TEXT EXCERPT:
NCSACW provides programmatic technical assistance to the RPG grantees on a variety of topics, including collaborative practice and policy, program sustainability, trauma-informed services, evidence-based and evidence-informed services to children, treatment and recovery support services, and family-centered substance use disorder intervention and treatment practices for women and families.
NCSACW’s In-Depth Technical Assistance (IDTA) program advances the capacity of states, tribes, and their community partner agencies to improve the safety, health, permanency, well-being, and recovery outcomes for families affected by substance use disorders. This 18- to 24-month program strengthens cross-system collaboration and linkages among the child welfare and substance use disorder treatment systems and the courts, as well as maternal and infant health care providers, public health providers, early care and education systems, home visiting providers, and other key partners. Since the program’s inception in 2003, 26 unique sites have engaged in IDTA, including two county sites, four tribal sites, and 20 states.

EXTRACTED RECORDS:
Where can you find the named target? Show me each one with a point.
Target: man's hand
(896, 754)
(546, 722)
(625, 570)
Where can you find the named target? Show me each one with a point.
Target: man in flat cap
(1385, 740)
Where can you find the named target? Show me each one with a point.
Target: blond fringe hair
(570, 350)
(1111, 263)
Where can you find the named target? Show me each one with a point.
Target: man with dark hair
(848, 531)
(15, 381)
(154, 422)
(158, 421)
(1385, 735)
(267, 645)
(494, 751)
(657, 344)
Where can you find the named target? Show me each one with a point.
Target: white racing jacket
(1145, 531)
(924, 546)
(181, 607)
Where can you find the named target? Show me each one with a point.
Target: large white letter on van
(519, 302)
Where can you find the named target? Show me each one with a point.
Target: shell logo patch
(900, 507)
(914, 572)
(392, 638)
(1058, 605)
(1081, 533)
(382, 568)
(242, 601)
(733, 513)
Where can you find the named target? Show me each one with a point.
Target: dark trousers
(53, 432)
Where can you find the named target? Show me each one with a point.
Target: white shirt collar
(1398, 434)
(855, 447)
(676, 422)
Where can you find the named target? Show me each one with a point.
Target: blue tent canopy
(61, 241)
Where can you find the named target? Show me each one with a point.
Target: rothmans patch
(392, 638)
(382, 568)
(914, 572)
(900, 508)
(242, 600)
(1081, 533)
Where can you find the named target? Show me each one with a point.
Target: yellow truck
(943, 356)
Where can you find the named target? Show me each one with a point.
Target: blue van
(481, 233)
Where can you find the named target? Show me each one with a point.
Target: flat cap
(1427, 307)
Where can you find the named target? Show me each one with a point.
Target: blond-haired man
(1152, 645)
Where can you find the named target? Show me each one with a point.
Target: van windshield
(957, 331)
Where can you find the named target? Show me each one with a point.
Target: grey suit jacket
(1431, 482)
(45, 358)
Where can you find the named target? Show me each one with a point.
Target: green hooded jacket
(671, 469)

WRITTEN EXERCISE A: Count the lines of the records that contain the string "blue", treating case as significant, and give only the number.
WRITTEN EXERCISE B: Continue the passage on NCSACW's technical assistance programs from where it ends.
The records bear no relation to the text.

ANSWER A: 2

ANSWER B:
In 2014, NCSACW focused the IDTA program on assisting states and tribes with addressing the needs of infants and families affected by prenatal substance exposure and the recovery of pregnant and parenting women and their families. IDTA also assists states in developing policies and protocols to align with the prenatal substance exposure provisions in the Comprehensive Addiction and Recovery Act (CARA) of 2016, which amended sections of the Child Abuse Prevention and Treatment Act (CAPTA).
The IDTA model is based on the premise that sites are more likely to successfully implement meaningful and sustainable policy and practice change when they receive targeted training, technical assistance, and coaching in sufficient depth and duration, through strategic phases and with the support of a dedicated Change Liaison (CL).